Short task 1: Using the news article, explain why the rally was held on the day it was.
Short task 2: Repeat the passage of the news article between "Even as the" and "an all-white congregation.", inclusive.

Text to read:

Robin Russell, Apr 28, 2008


UNITED METHODIST NEWS SERVICE PHOTO BY MAILE BRADFIELD

Dr. Lawson, an architect of the civil rights movement, makes a point as Dr. Caldwell listens.
By Robin Russell
Managing Editor 

FORT WORTH, Texas—Black United Methodist clergy who are also longtime civil-rights advocates say there are parallels between the struggles of blacks in the 1960s and that of gays and lesbians who are working for full inclusion in the church today. 

At an April 27 rally held outside the Fort Worth Convention Center where the denomination’s 2008 General Conference is meeting through May 2, retired United Methodist clergy the Rev. James Lawson and the Rev. Gil Caldwell spoke of the connection between racism and “heterosexism.” 

The rally was organized by the national pro-gay advocacy organization Soulforce to take place on the 40th anniversary of the United Methodist Church’s dissolution of its Central Jurisdiction, a non-geographic unit that effectively segregated black clergy and congregations. 

Dr. Caldwell, former chairperson of the Black Methodists for Church Renewal and former co-convener of United Methodists of Color for a Fully Inclusive Church, recalled how his father, a Methodist pastor, came home “with a sense of despair” from the 1939 General Conference that established the Central Jurisdiction. He remembers his father telling him, “We are exchanging slavery for segregation.” 

“How do we get at the fact that we have not walked our talk?” Dr. Caldwell asked. “What was the operative theology that allowed these apparent contradictions?” 

Even as the denomination worked toward eliminating the Central Jurisdiction, attitudes were slow to change, Dr. Caldwell said. In 1964, United Methodist bishops—black and white together--were turned away at the door of a United Methodist church in Mississippi, he said. That church then argued it was “not un-Christian” for them to remain an all-white congregation. 

“We still think there is something Christian about excluding LGBT (lesbian, gay, bisexual and transgender) people,” he said. “There is a great need for us to link the ‘isms’: anti-Semitism, racism, sexism and now heterosexualism. They come from the same kind of place.” 

Dr. Lawson, former president of the Southern Christian Leadership Conference and one of the architects of the civil rights movement, said that even though the church dissolved denominational structures of segregation in 1968, that action didn’t automatically change the attitudes of some United Methodists “who proclaimed the Bible promotes racial segregation. It did not stop them from marginalizing some people in the church.” 

That attitude was present even among United Methodist leadership, said Dr. Lawson. “There were some bishops—and I could name them for you--who did not speak up boldly then for change and who are not standing up now against the poison of marginalizing some people within the church,” he said. 

Black United Methodists who worked for change within the denomination, Dr. Lawson said, experienced a history of frustration. He recalled when delegates at the 1964 General Conference in Pittsburgh rejected “a blueprint for change” that had been developed by members of the Central Jurisdiction.

Given data:

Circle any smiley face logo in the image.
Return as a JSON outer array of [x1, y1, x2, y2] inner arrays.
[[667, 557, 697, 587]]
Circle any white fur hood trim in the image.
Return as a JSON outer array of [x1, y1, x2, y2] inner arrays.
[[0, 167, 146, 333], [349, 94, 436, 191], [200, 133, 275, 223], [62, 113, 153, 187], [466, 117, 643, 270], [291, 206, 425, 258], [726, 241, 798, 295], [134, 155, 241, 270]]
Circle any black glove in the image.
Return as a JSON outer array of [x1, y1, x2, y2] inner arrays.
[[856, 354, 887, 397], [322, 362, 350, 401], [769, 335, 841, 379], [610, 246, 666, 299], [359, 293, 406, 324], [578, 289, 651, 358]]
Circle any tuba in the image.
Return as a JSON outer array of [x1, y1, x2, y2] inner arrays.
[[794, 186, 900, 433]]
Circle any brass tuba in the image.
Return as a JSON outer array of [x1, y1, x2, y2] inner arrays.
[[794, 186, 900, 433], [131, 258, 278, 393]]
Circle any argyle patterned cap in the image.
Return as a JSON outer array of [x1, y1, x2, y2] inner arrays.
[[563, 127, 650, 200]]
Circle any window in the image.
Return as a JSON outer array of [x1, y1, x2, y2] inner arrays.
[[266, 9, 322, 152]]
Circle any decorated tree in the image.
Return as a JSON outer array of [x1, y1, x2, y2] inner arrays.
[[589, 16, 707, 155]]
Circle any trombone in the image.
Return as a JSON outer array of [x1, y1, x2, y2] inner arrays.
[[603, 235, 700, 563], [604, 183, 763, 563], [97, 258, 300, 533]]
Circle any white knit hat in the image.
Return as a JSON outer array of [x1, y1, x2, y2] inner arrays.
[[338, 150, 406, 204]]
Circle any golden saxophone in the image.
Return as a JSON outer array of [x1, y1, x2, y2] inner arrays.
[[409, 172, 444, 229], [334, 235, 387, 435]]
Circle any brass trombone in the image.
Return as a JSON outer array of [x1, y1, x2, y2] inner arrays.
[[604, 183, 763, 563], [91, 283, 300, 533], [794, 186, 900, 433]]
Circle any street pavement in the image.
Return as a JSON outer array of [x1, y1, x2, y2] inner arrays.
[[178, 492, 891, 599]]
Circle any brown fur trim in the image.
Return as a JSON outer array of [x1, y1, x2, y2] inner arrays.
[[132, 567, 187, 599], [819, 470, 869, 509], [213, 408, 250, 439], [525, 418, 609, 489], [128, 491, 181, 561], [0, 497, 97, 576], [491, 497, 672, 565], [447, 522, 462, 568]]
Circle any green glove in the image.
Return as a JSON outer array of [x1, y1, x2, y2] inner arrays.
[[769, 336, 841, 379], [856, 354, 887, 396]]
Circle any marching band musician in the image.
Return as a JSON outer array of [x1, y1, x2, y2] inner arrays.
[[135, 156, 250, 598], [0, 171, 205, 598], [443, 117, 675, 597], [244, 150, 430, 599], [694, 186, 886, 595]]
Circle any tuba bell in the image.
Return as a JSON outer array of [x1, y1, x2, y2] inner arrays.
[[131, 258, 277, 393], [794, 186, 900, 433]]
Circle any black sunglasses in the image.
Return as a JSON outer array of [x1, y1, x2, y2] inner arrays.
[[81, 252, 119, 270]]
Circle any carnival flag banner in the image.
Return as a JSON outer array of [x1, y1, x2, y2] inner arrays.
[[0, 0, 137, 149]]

Written answer 1: Soulforce organized the rally to fall on the 40th anniversary of the United Methodist Church's dissolution of its Central Jurisdiction. That jurisdiction was a non-geographic unit that effectively segregated black clergy and congregations.

Written answer 2:
Even as the denomination worked toward eliminating the Central Jurisdiction, attitudes were slow to change, Dr. Caldwell said. In 1964, United Methodist bishops—black and white together--were turned away at the door of a United Methodist church in Mississippi, he said. That church then argued it was “not un-Christian” for them to remain an all-white congregation.